- Exercise goal:
Word for word, please restate each record and pass over the pictures.

● ● ●

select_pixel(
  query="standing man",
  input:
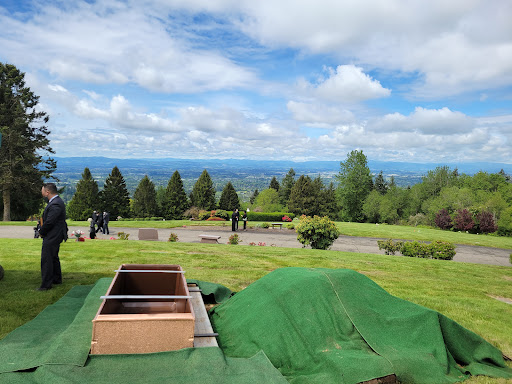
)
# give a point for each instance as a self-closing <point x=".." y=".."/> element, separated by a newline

● ● ●

- Output below:
select_pixel(
  query="standing man",
  input:
)
# give a point for each instance as a self-closing <point x=".." y=".."/> element, separated by a newline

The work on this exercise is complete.